### [EXTRACTED INFORMATION]

########

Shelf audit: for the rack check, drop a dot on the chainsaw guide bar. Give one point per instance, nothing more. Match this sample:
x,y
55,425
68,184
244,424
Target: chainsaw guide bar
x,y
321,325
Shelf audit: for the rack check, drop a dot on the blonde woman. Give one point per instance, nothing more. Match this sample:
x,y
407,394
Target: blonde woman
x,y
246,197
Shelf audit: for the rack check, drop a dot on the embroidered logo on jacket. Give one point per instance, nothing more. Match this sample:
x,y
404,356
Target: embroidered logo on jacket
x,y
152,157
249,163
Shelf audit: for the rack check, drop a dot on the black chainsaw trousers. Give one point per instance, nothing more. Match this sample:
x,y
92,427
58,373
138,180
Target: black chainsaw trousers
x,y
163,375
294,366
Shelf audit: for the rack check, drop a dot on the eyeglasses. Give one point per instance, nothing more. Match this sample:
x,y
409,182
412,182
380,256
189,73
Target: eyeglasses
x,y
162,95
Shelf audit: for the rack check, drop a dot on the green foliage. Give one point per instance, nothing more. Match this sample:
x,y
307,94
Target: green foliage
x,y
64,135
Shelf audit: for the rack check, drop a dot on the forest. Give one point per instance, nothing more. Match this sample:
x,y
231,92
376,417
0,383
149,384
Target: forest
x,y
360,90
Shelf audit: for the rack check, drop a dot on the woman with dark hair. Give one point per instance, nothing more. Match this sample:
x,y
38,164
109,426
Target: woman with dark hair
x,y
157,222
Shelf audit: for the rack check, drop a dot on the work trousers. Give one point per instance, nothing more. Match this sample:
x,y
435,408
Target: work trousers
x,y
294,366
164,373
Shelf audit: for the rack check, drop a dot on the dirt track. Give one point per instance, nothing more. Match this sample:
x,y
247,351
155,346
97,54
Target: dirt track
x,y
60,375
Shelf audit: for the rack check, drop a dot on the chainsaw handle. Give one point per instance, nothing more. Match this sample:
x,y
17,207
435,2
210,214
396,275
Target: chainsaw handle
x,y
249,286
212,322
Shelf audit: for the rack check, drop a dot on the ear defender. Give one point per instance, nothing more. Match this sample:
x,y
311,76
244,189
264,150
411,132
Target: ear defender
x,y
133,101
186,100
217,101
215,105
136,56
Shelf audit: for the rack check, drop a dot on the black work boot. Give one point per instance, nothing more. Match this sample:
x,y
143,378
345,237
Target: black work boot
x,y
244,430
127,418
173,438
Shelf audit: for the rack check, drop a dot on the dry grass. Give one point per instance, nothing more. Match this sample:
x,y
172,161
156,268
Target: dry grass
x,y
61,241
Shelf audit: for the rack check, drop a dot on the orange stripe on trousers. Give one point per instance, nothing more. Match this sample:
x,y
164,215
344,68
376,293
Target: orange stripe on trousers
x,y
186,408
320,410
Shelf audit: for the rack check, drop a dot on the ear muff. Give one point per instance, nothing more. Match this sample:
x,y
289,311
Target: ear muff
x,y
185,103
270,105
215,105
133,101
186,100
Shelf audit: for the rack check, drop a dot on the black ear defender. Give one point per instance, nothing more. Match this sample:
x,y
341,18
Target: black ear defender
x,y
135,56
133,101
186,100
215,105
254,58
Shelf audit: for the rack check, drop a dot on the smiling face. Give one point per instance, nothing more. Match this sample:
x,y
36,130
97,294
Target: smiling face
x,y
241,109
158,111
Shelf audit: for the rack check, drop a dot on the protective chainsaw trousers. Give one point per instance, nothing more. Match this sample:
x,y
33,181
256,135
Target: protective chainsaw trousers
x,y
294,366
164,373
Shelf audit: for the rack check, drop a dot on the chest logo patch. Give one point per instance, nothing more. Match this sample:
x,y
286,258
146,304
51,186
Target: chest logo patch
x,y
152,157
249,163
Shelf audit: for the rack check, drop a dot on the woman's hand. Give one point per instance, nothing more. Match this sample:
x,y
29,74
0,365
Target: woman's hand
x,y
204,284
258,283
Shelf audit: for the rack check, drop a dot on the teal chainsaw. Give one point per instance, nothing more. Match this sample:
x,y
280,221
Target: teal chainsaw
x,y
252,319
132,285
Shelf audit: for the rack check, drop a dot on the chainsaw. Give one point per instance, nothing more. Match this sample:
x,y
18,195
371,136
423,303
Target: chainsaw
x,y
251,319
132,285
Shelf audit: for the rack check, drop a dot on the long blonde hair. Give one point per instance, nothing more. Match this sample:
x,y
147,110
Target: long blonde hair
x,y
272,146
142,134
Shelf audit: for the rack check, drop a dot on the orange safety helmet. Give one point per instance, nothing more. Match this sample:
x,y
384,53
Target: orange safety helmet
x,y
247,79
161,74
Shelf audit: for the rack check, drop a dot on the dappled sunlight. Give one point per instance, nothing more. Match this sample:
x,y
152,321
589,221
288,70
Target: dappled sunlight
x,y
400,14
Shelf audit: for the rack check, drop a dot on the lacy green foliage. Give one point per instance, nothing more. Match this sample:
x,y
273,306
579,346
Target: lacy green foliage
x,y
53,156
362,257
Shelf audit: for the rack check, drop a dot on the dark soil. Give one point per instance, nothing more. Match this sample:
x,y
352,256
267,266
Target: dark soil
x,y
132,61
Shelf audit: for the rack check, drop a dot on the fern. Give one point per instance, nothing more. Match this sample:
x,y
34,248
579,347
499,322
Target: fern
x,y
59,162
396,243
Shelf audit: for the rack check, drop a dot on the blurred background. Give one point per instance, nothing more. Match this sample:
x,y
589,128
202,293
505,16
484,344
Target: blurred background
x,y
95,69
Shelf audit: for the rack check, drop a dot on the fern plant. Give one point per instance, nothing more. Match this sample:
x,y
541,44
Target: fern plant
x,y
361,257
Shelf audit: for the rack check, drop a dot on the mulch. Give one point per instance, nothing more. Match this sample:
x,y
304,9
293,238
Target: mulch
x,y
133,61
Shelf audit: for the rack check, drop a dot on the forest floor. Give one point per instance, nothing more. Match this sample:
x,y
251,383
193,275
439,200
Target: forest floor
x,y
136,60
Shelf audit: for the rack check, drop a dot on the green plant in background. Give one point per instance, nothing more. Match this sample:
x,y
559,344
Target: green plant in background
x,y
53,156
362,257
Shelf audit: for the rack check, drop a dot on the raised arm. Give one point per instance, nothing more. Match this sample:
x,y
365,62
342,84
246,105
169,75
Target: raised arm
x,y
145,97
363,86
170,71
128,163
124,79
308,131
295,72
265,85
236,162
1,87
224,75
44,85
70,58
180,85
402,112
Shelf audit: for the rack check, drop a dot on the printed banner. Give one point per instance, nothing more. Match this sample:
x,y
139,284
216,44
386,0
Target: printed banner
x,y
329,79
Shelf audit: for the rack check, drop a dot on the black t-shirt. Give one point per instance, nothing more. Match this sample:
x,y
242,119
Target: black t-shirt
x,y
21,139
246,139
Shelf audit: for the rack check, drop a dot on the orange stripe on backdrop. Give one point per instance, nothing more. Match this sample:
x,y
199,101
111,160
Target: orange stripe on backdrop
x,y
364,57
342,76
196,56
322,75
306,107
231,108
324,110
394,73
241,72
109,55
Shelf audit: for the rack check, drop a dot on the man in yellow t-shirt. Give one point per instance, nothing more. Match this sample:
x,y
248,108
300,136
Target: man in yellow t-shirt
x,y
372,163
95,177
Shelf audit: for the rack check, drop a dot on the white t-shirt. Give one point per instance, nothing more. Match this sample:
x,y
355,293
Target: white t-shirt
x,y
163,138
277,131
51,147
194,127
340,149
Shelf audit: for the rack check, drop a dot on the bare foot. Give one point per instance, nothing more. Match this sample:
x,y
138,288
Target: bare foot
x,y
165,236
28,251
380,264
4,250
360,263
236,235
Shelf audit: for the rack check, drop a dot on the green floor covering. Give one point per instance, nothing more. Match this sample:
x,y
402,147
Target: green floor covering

########

### [PROMPT]
Exactly as shown above, return every record.

### [TASK OUTPUT]
Shelf audit: for the rack check, drop a dot on the chainsaw guide bar. Give one point per instance, nothing more. Match this sample:
x,y
55,425
68,184
244,424
Target: chainsaw guide bar
x,y
321,325
Shelf audit: for the rack check, drop a dot on the blonde woman. Give one point per instance, nothing more. Match this sample:
x,y
407,394
Target: blonde woman
x,y
246,197
Shelf audit: for the rack check, drop a dot on the embroidered logo on jacket. Give one point per instance, nothing more. Match this sample:
x,y
404,356
Target: embroidered logo on jacket
x,y
152,157
249,163
Shelf audit: for the rack check, drop a dot on the black chainsaw trousers. Give one point per instance, nothing more. Match this sample:
x,y
92,427
58,373
138,180
Target: black chainsaw trousers
x,y
163,375
294,366
Shelf audit: for the rack check, drop a dot on the eyeglasses. Give one point per instance, nothing more. Match this sample:
x,y
409,182
412,182
380,256
189,73
Target: eyeglasses
x,y
162,95
Shelf audit: for the rack check, drop a dot on the green foliage. Give one point per instance, nothing more. Match this sample:
x,y
307,94
Target: green foliage
x,y
64,135
Shelf audit: for the rack check, drop a dot on the forest. Give one point per instance, nothing more. Match this sample:
x,y
231,92
376,417
0,383
149,384
Target: forest
x,y
360,90
Shelf audit: for the rack check, drop a dot on the woman with dark hair. Give one point per instance, nothing more. Match this sample:
x,y
38,164
109,426
Target: woman with dark hair
x,y
157,222
Shelf audit: for the rack check, drop a dot on the work trousers. Give one point per instance, nothing more. Match this sample:
x,y
435,408
Target: work trousers
x,y
294,366
164,373
Shelf audit: for the rack check, drop a dot on the dirt track. Give one point per instance, nothing more. Match this sample:
x,y
247,351
155,346
97,54
Target: dirt track
x,y
60,375
Shelf audit: for the rack check, drop a dot on the chainsaw handle. Give one point per instance, nothing more. Match this sample:
x,y
17,207
435,2
210,214
396,275
Target: chainsaw handle
x,y
249,286
212,322
Shelf audit: for the rack check, drop a dot on the ear defender. Give one point per instance, nothing more. Match this sample:
x,y
311,76
244,189
264,150
411,132
Target: ear defender
x,y
133,101
186,100
217,101
215,105
136,56
Shelf audit: for the rack check, drop a dot on the black work boot. Give one point per instance, nothing more. Match this sample:
x,y
143,378
345,237
Target: black work boot
x,y
244,430
127,418
173,438
Shelf audit: for the rack check, drop a dot on the dry grass. Give one point per instance, nothing more. Match this sample:
x,y
172,161
156,268
Target: dry grass
x,y
61,241
Shelf audit: for the rack check, drop a dot on the orange stripe on trousers. Give one point per instance, nothing more. Match this sample:
x,y
164,215
344,68
376,293
Target: orange stripe on trousers
x,y
186,408
320,410
Shelf audit: for the rack check, drop a dot on the ear muff. Give one point per instance, nothing more. Match this sample:
x,y
289,311
Target: ear muff
x,y
185,103
270,105
215,105
133,101
186,100
Shelf audit: for the rack check, drop a dot on the black ear defender. Give one point per instance, nothing more. Match this sample:
x,y
341,18
Target: black ear defender
x,y
135,56
133,101
186,100
215,105
254,58
Shelf audit: for the rack check, drop a dot on the smiling face. Give one point per instance, nothing more. Match this sample:
x,y
36,130
97,294
Target: smiling face
x,y
241,109
158,111
Shelf audit: for the rack check, drop a dot on the protective chainsaw trousers. Give one point per instance, nothing more. Match this sample:
x,y
33,181
256,135
Target: protective chainsaw trousers
x,y
294,366
164,373
Shelf audit: for the rack check, drop a dot on the chest logo patch. Give one point per instance, nothing more. Match this sample:
x,y
286,258
146,304
51,186
Target: chest logo patch
x,y
152,157
249,163
Shelf audit: for the rack check, drop a dot on the woman's hand. Give one point per instance, nothing more. Match this sample:
x,y
29,74
0,365
Target: woman's hand
x,y
204,284
258,283
Shelf audit: for the rack check, drop a dot on the teal chainsaw. Give one point per instance, nothing more. Match this sample:
x,y
280,221
Target: teal chainsaw
x,y
252,319
132,285
Shelf audit: for the rack check, drop a dot on the chainsaw. Give one point per instance, nothing more. Match this sample:
x,y
18,195
371,136
423,303
Target: chainsaw
x,y
251,319
132,285
Shelf audit: for the rack check, drop a dot on the long blonde hair. Give one point per instance, nothing more. Match this sample:
x,y
147,110
Target: long blonde hair
x,y
272,146
142,134
Shelf audit: for the rack check, drop a dot on the orange safety helmet. Give one point per instance, nothing more. Match this sample:
x,y
384,53
Target: orange safety helmet
x,y
247,79
161,74
Shelf audit: for the rack check, drop a dot on the dappled sunlight. Give one point per instance, nothing more. Match this sample:
x,y
152,321
589,221
288,70
Target: dappled sunlight
x,y
400,14
Shelf audit: for the rack check, drop a dot on the lacy green foliage. Give one point per instance, nothing more. Match this sample:
x,y
273,306
579,346
Target: lacy green foliage
x,y
53,156
362,257
Shelf audit: for the rack check, drop a dot on the dark soil. Give one point per instance, nothing more. Match this sample:
x,y
352,256
267,266
Target: dark soil
x,y
132,61
Shelf audit: for the rack check, drop a dot on the fern. Give one point per instance, nothing more. Match this sample:
x,y
34,248
579,347
499,322
Target: fern
x,y
59,162
396,243
Shelf audit: for the rack check, drop a dot on the blurred background. Give one point per instance, nothing more. Match this sample:
x,y
589,128
202,293
505,16
484,344
Target: blurred background
x,y
95,69
Shelf audit: for the rack check, drop a dot on the fern plant. Give one point per instance, nothing more. Match this sample:
x,y
541,44
Target: fern plant
x,y
361,257
Shelf audit: for the rack check, drop a dot on the mulch. Give one point per instance, nothing more. Match this sample:
x,y
304,9
293,238
Target: mulch
x,y
133,61
Shelf audit: for the rack check, drop a dot on the forest floor. Give one point per instance, nothing more. Match this sample:
x,y
251,383
193,275
439,200
Target: forest floor
x,y
136,60
Shelf audit: for the rack check, drop a dot on the green plant in background. Give one point per instance, nothing more. Match this sample:
x,y
559,344
Target: green plant in background
x,y
53,156
362,257
Shelf audit: for the rack check, drop a dot on the raised arm. Give one point per instance, nothing more. Match this sample:
x,y
365,62
342,84
246,105
169,75
Target: raised arm
x,y
145,97
363,86
170,71
128,163
124,79
308,131
295,72
265,85
236,162
1,87
224,75
44,85
70,58
180,85
402,112
Shelf audit: for the rack check, drop a dot on the printed banner. Give one point per instance, nothing more. Match this sample:
x,y
139,284
216,44
386,0
Target: printed banner
x,y
329,79
Shelf audit: for the rack check, drop a dot on the black t-shirt. Give one point per instance, nothing more. Match this sample:
x,y
242,119
Target: black t-shirt
x,y
21,139
246,139
Shelf audit: for the rack check, drop a dot on the orange stripe on backdrop. Give one point per instance, nothing more. Match this sample:
x,y
199,101
111,160
Target: orange stripe on backdrop
x,y
364,57
342,76
196,56
322,75
306,107
231,108
324,110
394,73
241,72
109,55
Shelf audit: for the rack check, drop a dot on the man in yellow t-shirt. Give one point per instance, nothing more. Match this sample:
x,y
248,108
300,136
Target: man in yellow t-shirt
x,y
372,163
95,177
Shelf audit: for the rack check, drop a dot on the white t-shirt. Give one point per instance, nothing more. Match this sample:
x,y
355,293
Target: white t-shirt
x,y
163,138
277,131
51,147
194,127
340,149
Shelf audit: for the rack check, drop a dot on the bare foot. Give one point per instance, nothing more. Match this sample:
x,y
138,288
Target: bare foot
x,y
165,236
28,251
380,264
4,250
360,263
236,235
Shelf audit: for the rack check, drop a dot on the green floor covering. Give one point per instance, nothing more. Match this sample:
x,y
402,147
Target: green floor covering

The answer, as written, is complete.